WHAT YOU ARE ASKED TO DO: Can you pull out everything from the start of the material down to the line containing "[[[3,181],[0,176],[0,181]],[[6,182],[24,182],[23,172],[6,172]]]", both ends included, and repeat those lines exactly?

(Records from a collection)
## START
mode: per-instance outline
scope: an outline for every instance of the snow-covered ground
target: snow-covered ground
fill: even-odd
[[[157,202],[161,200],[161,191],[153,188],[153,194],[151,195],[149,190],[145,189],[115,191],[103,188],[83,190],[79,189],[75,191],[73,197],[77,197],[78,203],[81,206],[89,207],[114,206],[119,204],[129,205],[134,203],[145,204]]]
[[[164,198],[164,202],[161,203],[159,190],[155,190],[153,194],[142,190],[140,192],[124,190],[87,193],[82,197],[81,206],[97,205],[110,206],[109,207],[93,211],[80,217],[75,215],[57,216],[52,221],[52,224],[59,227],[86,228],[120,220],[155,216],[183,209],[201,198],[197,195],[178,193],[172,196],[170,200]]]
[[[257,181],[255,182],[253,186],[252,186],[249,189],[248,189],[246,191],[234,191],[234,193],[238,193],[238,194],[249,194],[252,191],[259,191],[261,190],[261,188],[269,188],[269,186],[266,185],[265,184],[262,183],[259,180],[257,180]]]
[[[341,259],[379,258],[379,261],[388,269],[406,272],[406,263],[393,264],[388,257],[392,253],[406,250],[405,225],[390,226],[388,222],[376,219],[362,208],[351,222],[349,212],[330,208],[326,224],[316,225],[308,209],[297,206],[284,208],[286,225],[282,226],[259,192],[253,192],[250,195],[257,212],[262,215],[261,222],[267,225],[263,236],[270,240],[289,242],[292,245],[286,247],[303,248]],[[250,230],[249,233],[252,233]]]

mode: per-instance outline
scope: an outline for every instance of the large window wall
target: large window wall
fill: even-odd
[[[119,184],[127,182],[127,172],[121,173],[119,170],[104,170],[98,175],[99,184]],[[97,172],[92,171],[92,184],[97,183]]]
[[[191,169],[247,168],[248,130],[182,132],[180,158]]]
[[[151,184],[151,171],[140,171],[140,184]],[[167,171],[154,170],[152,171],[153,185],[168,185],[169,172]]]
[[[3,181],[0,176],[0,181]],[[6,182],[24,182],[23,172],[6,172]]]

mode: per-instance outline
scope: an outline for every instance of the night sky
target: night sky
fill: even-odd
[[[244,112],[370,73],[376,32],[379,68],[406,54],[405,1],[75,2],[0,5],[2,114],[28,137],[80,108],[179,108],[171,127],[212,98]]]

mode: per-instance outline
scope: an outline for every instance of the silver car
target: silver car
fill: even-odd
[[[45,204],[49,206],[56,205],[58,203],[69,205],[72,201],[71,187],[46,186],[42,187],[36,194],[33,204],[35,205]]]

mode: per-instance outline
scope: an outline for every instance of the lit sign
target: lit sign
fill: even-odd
## END
SOLUTION BELOW:
mode: per-instance outline
scope: an outline for every instance of the snow-covered ground
target: snow-covered ground
fill: even-odd
[[[157,202],[161,200],[161,191],[153,188],[153,194],[151,195],[149,190],[145,189],[115,191],[103,188],[83,190],[79,189],[75,191],[73,197],[77,197],[78,203],[81,206],[89,207],[114,206],[119,204],[129,205],[134,203],[145,204]]]
[[[164,198],[164,202],[161,203],[159,190],[155,190],[153,194],[142,190],[140,192],[124,190],[87,193],[82,197],[81,206],[97,205],[110,206],[109,207],[93,211],[80,217],[75,215],[57,216],[52,221],[52,224],[59,227],[86,228],[120,220],[155,216],[183,209],[201,198],[197,195],[178,193],[172,196],[170,200]]]
[[[257,181],[255,182],[253,186],[252,186],[249,189],[248,189],[246,191],[234,191],[234,193],[238,193],[238,194],[249,194],[252,191],[259,191],[261,190],[261,188],[269,188],[269,186],[266,185],[265,184],[262,183],[259,180],[257,180]]]
[[[341,259],[379,258],[379,261],[388,269],[406,272],[406,263],[393,264],[388,257],[392,253],[406,250],[405,225],[390,226],[388,222],[376,219],[362,208],[351,222],[349,212],[330,208],[326,224],[316,225],[308,209],[297,206],[284,208],[286,225],[282,226],[259,192],[253,192],[250,195],[257,212],[262,215],[261,222],[267,225],[263,236],[270,240],[289,242],[292,245],[286,247],[303,248]],[[250,230],[249,233],[252,233]]]

mode: per-instance outline
scope: an outline for every instance of the large window wall
target: large window wall
fill: even-odd
[[[119,184],[127,182],[127,172],[121,173],[119,170],[104,170],[98,175],[99,184]],[[97,172],[92,171],[92,184],[97,183]]]
[[[191,169],[247,168],[248,130],[182,132],[180,158]]]
[[[151,184],[151,171],[140,171],[140,184]],[[167,171],[154,170],[152,171],[153,185],[168,185],[169,172]]]
[[[3,181],[0,176],[0,181]],[[6,182],[24,182],[23,172],[6,172]]]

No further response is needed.